• Exercise goal: Please substitute "gravel path" for "dirt path" in the records, starting with the line with "of the dirt" and going on through the line with "Phrase: dirt path", and give back only those lines with everything else unchanged.

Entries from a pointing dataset
——————————
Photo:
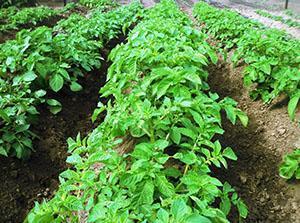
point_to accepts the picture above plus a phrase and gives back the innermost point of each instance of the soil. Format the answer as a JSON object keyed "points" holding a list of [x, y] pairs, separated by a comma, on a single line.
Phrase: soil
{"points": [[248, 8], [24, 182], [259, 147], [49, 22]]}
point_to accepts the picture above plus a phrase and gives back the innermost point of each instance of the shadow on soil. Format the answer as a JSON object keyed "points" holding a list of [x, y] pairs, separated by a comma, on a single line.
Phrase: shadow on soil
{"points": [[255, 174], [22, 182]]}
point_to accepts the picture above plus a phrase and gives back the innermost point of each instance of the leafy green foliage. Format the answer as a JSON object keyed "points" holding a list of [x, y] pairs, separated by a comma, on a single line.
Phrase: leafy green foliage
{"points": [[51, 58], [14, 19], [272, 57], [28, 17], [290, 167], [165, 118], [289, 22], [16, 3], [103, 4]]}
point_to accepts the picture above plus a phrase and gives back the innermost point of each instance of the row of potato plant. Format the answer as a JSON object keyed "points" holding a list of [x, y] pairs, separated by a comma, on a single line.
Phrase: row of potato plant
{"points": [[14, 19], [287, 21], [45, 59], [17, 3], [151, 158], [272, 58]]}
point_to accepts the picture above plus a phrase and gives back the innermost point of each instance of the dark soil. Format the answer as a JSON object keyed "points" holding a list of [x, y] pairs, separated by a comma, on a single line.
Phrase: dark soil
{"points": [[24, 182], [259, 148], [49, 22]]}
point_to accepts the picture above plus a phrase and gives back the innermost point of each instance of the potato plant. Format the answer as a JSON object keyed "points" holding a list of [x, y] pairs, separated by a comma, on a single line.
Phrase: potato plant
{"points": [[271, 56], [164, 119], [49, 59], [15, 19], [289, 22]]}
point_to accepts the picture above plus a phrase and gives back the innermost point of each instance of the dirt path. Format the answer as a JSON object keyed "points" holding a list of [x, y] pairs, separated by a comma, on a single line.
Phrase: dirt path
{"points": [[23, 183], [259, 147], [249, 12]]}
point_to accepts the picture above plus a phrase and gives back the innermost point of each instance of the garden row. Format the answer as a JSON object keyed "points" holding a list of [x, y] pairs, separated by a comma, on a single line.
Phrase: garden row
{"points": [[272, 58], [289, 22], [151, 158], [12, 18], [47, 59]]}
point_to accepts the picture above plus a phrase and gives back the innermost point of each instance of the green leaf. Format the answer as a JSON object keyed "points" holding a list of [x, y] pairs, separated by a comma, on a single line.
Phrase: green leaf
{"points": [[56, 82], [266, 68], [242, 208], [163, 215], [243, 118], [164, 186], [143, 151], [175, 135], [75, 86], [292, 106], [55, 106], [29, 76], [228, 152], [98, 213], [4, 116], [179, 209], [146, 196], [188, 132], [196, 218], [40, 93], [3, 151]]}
——————————
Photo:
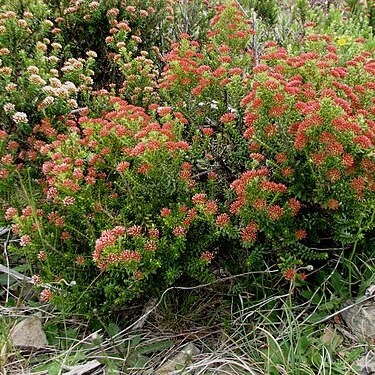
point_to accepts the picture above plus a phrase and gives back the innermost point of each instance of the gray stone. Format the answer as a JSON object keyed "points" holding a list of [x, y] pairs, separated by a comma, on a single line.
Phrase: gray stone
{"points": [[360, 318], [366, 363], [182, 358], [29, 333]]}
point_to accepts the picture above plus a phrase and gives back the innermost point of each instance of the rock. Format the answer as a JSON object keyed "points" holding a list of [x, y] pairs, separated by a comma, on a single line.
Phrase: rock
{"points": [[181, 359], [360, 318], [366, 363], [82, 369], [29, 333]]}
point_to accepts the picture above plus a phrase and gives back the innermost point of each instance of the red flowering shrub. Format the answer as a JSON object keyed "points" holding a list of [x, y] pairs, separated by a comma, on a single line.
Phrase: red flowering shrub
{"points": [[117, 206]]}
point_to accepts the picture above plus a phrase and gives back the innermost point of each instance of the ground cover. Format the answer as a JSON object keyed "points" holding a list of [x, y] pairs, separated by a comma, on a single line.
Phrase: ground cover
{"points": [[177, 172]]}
——————————
• Answer to the problem:
point_to accepts the picture above plus a phrase and gives back the innermost point of each instance of the gravel path. Format the answer as a JSON object keyed "points" holding a list of [x, y] pairs, separated by a comma, on a single line.
Phrase: gravel path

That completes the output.